The nine beneficiaries named in paragraph A of the Trust Indenture were entitled to the income of the Trust during the life of the Settlor, who was 49 years of age at the date of the gift. Reference to Table*803 A under Art. 19, Regulations 79, shows that the present value of $1, due at the end of each year during the life of a person 49 years of age is $12.75716.
The present value of the $4,000.00 hypothetical annuity at the date of the gift then was $51,028.74; or $5,669.85 of value for each of the nine beneficiaries of the income of the Trust.
There has been no stipulation of the value of the income interests which were given to each of the nine beneficiaries of the trust. The only stipulation as to value is that the 10,000 shares of the Paulwin Petroleum Co. which was the subject of the gift was $100,000 at the date of the gift.
When we consider the language of the trust indenture empowering and directing the trustee as to the distribution of income, we must hold that the gifts of income from the property were of future interests and that, notwithstanding the formula which petitioner urges in his brief, it would have been impossible to have valued, at the time of the gifts, the income interest of any particular beneficiary *923 of the trust. In this respect the gifts were very similar to those in *804 Helvering v. Blair (C.C.A., 2d Cir.), 121 Fed.(2d) 945. The following provisions taken from the first trust involved in the Blair case and from the trust indenture involved in the instant case will demonstrate the striking similarity between the provisions of the two trusts.

To be done:
[1] In the trust excerpt, copy the passage from "The nine beneficiaries named" to "was $100,000 at the date of the gift." word for word.
[2] According to the trust excerpt, what was the stipulated value of the 10,000 shares of the Paulwin Petroleum Co. at the date of the gift?

Data excerpts:

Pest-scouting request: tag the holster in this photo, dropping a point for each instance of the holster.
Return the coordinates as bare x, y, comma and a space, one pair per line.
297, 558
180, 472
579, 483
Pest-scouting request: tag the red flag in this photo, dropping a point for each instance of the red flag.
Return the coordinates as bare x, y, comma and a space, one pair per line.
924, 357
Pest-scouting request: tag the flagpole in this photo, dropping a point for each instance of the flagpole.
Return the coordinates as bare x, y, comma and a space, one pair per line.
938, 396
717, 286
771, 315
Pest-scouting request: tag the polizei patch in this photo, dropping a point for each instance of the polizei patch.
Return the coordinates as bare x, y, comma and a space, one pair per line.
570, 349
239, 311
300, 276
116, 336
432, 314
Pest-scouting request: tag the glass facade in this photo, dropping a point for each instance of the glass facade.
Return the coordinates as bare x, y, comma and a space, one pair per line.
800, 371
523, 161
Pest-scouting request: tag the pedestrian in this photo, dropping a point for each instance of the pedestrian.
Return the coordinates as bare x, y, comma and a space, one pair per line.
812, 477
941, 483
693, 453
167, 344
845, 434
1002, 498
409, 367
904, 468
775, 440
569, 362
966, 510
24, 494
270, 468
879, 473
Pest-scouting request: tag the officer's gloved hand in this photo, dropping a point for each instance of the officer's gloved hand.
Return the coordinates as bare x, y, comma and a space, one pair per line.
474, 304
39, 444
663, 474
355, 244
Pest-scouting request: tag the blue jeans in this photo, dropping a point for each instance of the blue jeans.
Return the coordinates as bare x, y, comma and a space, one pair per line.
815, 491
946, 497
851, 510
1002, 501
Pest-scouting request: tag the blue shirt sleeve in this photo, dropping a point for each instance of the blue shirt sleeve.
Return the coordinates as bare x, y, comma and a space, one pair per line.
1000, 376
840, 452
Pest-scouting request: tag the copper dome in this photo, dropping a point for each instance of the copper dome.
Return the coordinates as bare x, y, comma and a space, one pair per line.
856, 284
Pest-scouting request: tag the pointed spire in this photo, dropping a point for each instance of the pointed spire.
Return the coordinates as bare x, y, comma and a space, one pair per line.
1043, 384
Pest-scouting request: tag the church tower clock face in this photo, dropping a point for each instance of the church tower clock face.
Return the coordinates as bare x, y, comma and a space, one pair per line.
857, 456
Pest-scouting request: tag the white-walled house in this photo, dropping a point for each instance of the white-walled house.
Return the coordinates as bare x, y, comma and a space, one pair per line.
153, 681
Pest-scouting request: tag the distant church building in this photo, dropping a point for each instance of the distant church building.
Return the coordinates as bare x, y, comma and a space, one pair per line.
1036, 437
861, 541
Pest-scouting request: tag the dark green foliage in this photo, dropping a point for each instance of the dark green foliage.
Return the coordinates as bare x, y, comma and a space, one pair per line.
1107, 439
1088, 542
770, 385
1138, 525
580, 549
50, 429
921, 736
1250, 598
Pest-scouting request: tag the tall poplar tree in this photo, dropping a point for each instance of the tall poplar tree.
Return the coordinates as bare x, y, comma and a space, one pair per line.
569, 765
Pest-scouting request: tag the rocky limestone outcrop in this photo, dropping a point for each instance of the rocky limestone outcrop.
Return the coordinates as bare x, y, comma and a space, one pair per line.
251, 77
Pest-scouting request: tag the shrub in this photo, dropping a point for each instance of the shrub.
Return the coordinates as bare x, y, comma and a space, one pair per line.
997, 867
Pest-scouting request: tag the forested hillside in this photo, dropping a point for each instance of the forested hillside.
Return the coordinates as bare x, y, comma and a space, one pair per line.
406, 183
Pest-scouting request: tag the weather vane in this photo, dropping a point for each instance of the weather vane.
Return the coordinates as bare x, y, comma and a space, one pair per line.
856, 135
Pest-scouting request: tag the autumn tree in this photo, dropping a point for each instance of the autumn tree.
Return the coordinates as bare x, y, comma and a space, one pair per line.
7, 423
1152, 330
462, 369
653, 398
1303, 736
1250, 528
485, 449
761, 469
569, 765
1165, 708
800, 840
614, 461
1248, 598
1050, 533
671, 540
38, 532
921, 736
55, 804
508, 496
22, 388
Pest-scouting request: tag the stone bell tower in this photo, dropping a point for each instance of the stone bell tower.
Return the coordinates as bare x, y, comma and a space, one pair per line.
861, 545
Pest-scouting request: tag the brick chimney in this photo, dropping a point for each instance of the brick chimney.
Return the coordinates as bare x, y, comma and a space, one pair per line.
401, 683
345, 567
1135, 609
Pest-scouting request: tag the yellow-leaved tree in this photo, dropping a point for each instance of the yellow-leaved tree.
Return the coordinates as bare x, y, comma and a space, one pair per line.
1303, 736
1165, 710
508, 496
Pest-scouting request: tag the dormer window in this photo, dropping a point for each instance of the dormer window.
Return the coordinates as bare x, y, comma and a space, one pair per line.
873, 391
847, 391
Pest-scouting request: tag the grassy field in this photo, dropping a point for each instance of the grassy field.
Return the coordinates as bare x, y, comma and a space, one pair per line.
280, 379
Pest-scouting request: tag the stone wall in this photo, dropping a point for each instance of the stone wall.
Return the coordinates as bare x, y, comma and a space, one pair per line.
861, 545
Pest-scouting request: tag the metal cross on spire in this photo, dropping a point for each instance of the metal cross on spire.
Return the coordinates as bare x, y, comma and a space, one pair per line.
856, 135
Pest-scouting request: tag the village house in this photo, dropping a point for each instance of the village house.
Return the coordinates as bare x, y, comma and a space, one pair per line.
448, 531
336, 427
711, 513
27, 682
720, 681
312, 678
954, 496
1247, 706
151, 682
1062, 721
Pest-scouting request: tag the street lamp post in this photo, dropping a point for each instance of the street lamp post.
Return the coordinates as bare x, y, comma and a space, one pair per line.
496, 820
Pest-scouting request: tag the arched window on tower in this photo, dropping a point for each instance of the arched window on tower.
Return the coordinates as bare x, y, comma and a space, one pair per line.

Outputs for the tasks:
[1]
The nine beneficiaries named in paragraph A of the Trust Indenture were entitled to the income of the Trust during the life of the Settlor, who was 49 years of age at the date of the gift. Reference to Table*803 A under Art. 19, Regulations 79, shows that the present value of $1, due at the end of each year during the life of a person 49 years of age is $12.75716.
The present value of the $4,000.00 hypothetical annuity at the date of the gift then was $51,028.74; or $5,669.85 of value for each of the nine beneficiaries of the income of the Trust.
There has been no stipulation of the value of the income interests which were given to each of the nine beneficiaries of the trust. The only stipulation as to value is that the 10,000 shares of the Paulwin Petroleum Co. which was the subject of the gift was $100,000 at the date of the gift.

[2] $100,000